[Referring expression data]
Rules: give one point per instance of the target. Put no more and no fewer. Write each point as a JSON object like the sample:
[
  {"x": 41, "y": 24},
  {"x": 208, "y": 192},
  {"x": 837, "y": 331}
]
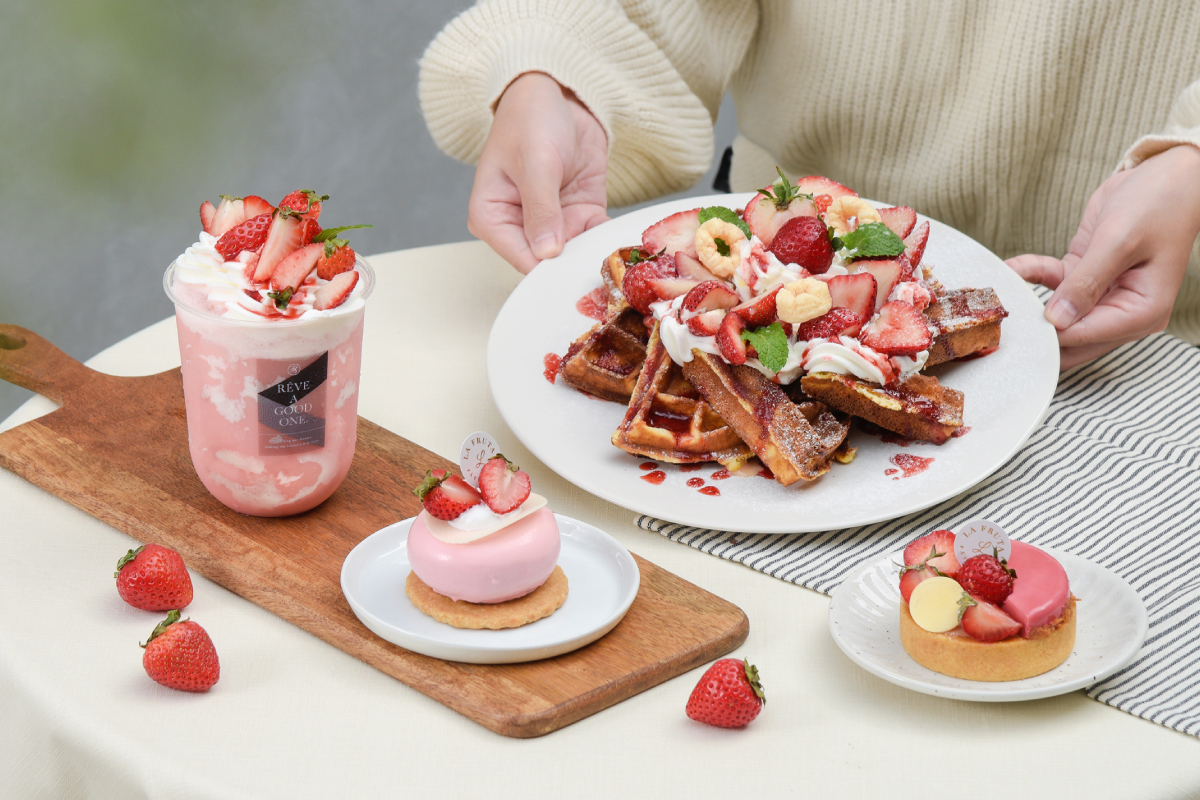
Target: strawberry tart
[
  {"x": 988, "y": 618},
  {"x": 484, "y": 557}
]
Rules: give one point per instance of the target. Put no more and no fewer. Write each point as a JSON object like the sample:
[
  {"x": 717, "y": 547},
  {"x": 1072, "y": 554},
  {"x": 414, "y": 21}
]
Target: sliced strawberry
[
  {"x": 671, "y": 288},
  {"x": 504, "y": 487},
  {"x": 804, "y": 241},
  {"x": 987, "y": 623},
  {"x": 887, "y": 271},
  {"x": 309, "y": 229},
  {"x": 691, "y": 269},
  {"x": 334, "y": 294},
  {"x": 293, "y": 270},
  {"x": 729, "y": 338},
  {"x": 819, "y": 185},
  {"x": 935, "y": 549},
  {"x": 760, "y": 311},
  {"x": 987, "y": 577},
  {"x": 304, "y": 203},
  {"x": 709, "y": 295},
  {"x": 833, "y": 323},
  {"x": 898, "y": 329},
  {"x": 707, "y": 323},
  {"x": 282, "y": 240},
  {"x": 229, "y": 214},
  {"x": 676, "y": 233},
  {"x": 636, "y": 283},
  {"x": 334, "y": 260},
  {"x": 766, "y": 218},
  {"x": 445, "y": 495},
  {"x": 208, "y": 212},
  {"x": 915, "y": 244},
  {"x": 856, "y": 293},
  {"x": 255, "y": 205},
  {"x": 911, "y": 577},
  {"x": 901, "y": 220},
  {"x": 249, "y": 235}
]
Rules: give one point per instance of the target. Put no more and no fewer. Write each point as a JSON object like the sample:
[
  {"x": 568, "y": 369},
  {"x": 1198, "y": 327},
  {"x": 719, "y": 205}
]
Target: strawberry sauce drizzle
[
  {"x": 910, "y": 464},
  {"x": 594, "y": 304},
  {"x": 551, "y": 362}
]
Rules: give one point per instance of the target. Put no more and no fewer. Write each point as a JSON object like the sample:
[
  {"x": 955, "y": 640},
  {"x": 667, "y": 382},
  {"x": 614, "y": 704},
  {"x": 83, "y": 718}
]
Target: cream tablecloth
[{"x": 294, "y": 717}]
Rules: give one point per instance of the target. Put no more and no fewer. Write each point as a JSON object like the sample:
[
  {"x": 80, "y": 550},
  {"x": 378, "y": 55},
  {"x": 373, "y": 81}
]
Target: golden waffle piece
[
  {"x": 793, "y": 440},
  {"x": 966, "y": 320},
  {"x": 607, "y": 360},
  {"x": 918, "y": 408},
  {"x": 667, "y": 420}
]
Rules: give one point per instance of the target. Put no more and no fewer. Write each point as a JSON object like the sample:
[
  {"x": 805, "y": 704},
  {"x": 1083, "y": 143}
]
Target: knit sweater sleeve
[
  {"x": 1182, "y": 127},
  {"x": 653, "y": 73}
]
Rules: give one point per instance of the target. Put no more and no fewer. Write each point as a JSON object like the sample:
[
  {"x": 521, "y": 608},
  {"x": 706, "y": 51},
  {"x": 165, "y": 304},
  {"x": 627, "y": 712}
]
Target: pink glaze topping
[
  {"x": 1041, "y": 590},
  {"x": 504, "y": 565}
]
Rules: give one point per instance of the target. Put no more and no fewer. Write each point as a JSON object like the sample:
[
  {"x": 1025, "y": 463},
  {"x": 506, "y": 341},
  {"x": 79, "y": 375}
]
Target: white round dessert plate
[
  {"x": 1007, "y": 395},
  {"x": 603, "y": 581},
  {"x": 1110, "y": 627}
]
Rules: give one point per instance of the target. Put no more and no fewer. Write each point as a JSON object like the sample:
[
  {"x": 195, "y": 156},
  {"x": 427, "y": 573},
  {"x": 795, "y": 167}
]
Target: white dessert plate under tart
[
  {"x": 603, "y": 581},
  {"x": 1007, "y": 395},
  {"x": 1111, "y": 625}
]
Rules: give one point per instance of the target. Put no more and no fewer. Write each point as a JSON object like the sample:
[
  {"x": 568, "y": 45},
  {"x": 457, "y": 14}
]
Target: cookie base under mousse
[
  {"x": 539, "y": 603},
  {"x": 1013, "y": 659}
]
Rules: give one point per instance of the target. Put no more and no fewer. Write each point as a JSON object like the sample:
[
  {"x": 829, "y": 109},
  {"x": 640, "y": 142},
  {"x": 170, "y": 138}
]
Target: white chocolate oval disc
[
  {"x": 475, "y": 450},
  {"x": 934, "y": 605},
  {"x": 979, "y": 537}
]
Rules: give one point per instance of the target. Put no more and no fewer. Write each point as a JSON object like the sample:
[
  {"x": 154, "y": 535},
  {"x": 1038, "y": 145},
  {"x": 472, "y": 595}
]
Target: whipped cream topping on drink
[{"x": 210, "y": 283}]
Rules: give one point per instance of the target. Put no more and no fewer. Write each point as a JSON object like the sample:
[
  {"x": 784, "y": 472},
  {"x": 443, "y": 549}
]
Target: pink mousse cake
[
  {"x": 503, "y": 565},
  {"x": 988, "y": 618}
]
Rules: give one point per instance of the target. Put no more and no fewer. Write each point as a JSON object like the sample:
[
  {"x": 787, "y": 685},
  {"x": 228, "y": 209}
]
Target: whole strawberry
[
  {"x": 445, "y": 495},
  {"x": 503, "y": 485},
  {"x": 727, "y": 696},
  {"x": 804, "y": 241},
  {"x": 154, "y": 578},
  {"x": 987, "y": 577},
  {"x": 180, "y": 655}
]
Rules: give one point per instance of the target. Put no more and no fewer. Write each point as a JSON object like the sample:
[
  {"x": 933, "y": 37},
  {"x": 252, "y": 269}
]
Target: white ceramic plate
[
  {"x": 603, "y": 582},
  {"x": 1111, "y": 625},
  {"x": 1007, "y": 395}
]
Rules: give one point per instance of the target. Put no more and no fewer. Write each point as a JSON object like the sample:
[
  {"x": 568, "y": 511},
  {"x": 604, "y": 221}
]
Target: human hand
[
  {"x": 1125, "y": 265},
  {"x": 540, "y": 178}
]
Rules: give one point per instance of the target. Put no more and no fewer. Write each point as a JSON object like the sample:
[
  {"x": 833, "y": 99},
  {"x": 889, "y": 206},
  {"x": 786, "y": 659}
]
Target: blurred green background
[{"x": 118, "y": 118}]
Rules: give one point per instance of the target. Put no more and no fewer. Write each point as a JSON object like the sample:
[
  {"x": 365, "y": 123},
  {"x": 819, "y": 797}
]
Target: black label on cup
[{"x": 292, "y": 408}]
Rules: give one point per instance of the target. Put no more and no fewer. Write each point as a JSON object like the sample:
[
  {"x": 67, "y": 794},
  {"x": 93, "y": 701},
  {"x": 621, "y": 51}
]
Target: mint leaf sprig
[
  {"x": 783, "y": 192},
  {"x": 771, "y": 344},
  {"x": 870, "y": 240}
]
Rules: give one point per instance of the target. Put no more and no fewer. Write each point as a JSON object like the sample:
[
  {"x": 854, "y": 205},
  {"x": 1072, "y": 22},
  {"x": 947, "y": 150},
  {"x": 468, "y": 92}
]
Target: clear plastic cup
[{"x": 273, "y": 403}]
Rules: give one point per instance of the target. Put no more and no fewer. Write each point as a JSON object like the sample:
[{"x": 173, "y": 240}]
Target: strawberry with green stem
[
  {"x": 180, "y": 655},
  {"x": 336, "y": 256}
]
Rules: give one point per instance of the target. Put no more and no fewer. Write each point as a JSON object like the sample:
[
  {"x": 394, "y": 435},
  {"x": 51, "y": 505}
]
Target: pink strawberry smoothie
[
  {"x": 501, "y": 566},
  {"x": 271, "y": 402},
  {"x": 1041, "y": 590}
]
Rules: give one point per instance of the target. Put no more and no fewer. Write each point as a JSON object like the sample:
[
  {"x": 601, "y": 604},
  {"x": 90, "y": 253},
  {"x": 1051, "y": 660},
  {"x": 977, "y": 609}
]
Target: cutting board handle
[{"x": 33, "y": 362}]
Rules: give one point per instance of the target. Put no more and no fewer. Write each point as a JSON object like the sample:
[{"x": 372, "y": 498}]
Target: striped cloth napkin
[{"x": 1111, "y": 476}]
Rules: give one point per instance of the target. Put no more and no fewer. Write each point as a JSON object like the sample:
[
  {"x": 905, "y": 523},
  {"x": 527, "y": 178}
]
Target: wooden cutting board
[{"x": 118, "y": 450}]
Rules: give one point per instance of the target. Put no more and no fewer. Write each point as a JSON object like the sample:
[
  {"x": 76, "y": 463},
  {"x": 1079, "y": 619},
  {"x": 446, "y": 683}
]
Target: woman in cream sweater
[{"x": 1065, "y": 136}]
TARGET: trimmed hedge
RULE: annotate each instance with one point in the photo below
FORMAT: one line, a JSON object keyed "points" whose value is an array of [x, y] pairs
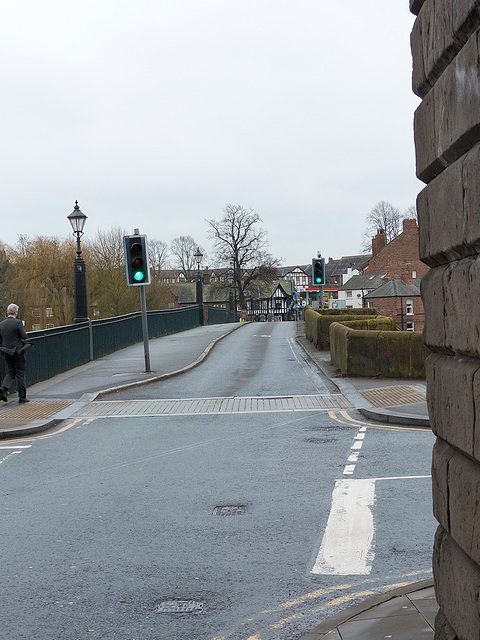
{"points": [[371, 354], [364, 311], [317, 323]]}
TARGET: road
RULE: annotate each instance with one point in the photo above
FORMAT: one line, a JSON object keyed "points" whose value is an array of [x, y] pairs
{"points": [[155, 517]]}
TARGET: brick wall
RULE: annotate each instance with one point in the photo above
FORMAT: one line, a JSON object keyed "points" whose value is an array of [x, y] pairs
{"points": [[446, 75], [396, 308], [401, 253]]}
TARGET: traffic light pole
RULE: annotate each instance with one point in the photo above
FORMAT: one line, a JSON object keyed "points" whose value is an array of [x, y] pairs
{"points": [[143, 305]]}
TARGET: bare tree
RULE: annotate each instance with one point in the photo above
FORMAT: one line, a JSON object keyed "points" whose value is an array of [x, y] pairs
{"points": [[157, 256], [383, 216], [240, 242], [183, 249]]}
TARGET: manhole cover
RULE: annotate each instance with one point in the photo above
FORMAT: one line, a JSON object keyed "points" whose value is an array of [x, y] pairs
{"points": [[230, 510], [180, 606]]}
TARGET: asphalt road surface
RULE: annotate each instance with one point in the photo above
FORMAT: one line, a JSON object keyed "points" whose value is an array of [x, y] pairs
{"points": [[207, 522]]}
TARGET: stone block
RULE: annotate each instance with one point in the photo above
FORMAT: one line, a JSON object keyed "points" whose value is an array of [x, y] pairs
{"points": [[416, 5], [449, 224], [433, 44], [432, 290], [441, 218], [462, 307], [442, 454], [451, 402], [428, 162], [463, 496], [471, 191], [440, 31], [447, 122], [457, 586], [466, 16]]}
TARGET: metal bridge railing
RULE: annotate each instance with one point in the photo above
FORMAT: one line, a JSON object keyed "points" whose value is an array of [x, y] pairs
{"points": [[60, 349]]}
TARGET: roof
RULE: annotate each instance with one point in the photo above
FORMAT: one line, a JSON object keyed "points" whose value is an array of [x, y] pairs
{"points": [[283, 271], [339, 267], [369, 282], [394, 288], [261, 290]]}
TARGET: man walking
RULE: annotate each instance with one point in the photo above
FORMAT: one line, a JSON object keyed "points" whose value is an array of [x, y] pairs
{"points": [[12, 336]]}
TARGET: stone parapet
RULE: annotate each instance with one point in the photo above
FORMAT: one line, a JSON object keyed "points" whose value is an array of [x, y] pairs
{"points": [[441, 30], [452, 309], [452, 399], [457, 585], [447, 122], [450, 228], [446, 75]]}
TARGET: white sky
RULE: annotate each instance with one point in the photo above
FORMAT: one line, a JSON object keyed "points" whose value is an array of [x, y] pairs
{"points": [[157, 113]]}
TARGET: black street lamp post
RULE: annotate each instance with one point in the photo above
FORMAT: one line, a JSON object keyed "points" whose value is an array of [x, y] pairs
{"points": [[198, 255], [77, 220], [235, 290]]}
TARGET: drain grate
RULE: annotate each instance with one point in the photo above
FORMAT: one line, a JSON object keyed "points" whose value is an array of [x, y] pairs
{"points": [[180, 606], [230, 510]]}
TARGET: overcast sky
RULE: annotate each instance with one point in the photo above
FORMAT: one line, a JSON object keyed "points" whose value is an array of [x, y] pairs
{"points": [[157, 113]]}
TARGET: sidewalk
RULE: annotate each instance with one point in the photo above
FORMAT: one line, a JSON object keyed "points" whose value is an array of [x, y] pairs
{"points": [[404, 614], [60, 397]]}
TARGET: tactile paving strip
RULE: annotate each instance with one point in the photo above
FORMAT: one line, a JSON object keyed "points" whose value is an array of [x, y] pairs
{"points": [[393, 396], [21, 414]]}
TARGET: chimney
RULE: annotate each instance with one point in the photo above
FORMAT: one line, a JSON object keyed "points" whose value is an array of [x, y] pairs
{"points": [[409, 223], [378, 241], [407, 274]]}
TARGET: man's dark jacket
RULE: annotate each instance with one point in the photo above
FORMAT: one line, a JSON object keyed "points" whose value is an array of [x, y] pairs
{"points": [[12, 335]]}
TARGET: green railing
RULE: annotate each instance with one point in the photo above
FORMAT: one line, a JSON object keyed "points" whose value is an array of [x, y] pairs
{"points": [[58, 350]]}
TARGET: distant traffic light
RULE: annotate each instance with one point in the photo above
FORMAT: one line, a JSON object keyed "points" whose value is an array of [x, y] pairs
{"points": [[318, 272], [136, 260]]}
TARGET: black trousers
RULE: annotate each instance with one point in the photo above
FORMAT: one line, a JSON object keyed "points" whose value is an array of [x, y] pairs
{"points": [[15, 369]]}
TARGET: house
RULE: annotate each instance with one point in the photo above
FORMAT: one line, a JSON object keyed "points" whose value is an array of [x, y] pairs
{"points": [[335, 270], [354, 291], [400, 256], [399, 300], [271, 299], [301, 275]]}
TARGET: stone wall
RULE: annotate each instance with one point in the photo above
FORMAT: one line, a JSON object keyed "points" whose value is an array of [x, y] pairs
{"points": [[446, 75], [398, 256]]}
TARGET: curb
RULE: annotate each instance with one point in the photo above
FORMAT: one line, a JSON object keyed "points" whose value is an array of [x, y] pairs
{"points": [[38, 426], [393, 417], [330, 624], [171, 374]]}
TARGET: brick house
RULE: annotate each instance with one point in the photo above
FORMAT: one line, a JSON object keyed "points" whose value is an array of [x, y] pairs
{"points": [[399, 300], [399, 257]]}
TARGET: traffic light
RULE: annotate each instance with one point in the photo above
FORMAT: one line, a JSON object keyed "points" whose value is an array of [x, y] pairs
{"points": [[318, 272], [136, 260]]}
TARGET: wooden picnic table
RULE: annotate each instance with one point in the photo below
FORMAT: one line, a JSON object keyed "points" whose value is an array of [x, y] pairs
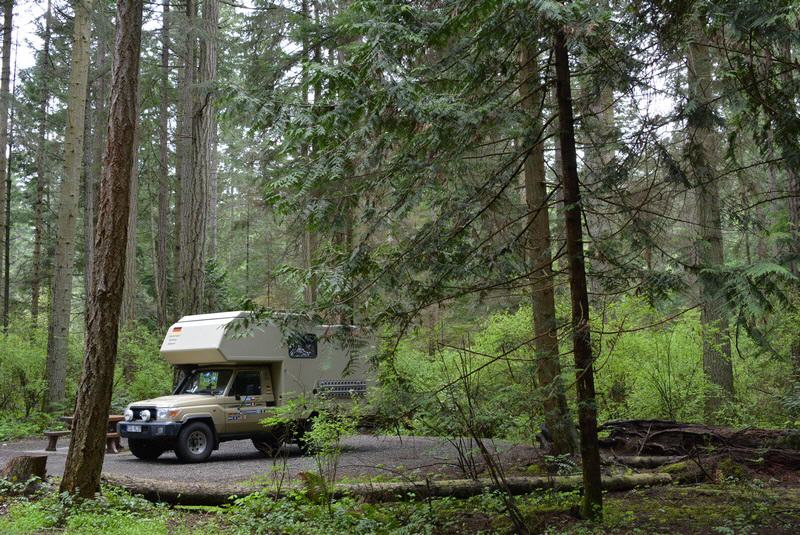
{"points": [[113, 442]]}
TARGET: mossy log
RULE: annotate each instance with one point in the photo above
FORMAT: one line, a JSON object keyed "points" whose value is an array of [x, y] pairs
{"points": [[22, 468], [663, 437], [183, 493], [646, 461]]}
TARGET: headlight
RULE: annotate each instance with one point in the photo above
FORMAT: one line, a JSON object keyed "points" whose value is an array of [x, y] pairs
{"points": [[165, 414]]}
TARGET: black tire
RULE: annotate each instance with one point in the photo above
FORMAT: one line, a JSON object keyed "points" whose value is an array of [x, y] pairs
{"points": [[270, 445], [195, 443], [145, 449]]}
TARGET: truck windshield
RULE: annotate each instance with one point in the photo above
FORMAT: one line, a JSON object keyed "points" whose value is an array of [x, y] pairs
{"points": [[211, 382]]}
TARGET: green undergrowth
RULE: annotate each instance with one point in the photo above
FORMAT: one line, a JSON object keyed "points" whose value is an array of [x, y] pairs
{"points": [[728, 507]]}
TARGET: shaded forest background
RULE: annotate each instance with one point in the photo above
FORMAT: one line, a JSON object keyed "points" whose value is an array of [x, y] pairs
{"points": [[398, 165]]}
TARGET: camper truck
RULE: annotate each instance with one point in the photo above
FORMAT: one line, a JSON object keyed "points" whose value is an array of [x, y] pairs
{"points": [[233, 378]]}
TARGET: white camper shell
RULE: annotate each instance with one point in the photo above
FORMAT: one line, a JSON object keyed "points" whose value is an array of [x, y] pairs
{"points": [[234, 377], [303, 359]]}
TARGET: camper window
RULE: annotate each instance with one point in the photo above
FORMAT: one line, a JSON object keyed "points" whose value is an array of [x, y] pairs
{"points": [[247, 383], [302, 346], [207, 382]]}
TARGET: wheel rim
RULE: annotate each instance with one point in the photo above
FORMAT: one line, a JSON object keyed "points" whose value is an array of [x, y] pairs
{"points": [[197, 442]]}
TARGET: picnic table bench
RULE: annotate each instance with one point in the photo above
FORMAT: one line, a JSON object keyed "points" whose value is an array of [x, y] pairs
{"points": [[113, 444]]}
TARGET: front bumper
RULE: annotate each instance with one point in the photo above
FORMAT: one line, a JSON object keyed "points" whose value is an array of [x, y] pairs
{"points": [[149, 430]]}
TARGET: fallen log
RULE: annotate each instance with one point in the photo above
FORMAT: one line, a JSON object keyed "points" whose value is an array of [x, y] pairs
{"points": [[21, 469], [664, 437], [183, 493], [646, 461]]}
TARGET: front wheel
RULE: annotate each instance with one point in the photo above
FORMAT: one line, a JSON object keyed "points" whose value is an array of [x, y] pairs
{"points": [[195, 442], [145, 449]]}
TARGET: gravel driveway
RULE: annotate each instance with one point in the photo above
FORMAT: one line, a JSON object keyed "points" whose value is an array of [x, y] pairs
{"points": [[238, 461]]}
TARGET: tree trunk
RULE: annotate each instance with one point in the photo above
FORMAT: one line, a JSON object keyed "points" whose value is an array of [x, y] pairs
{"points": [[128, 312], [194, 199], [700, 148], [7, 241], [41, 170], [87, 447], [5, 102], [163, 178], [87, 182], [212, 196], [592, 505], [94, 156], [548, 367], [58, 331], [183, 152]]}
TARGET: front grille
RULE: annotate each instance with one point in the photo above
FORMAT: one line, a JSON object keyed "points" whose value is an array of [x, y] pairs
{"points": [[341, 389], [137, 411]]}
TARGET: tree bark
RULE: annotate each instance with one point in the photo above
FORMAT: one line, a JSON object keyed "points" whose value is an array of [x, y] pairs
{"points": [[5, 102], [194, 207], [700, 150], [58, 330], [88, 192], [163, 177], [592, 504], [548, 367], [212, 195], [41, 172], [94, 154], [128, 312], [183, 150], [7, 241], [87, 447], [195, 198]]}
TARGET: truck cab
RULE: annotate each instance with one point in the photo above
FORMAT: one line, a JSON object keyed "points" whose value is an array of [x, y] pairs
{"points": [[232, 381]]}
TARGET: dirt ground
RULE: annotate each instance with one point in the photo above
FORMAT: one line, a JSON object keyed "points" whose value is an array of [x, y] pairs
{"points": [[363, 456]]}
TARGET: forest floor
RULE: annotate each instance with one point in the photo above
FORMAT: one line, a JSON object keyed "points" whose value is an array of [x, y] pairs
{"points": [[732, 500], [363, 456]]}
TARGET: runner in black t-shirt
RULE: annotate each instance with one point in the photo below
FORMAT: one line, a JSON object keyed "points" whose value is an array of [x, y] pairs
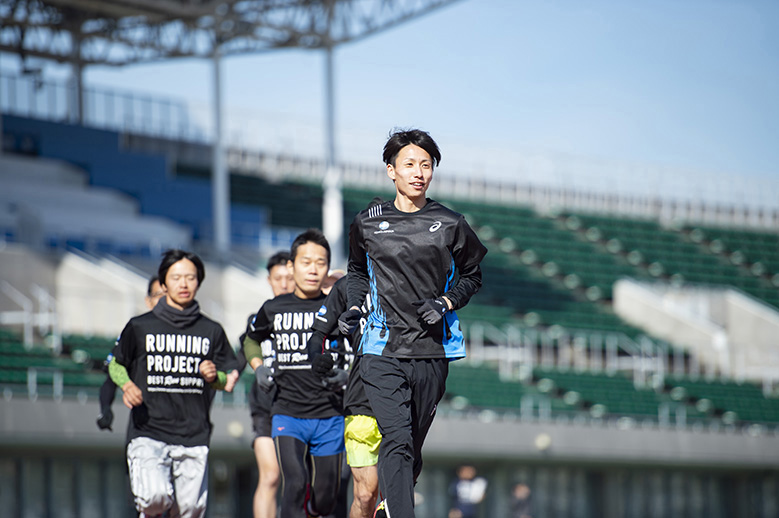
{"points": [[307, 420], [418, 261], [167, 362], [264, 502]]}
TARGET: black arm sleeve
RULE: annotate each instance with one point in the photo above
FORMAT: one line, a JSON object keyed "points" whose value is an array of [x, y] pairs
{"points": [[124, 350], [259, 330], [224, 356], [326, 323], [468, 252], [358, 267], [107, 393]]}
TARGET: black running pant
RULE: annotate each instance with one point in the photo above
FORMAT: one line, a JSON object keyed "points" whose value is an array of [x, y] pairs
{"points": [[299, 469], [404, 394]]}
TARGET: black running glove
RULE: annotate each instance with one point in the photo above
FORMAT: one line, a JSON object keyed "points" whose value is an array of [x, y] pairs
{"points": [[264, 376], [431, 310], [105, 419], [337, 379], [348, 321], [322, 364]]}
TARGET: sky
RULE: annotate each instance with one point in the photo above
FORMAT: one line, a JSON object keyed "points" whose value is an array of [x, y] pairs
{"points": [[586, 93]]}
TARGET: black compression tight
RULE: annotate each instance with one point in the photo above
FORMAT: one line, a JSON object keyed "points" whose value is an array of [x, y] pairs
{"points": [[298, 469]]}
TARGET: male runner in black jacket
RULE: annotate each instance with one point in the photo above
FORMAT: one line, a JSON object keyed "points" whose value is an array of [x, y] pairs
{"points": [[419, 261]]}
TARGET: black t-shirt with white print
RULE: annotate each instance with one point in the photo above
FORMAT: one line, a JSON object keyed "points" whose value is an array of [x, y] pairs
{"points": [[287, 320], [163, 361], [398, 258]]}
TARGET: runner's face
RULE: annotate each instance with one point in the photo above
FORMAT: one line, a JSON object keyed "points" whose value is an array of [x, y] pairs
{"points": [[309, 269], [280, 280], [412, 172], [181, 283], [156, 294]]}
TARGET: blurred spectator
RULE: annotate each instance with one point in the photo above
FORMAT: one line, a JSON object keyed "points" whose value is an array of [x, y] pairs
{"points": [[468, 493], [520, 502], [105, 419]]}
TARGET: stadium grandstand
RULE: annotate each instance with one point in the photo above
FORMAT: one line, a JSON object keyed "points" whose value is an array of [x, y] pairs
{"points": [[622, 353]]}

## EXERCISE GOAL
Would you report every line of the entries above containing the word "traffic"?

## RESULT OF THE EXERCISE
TARGET: traffic light pole
TARGET: distant traffic light
TARGET: traffic light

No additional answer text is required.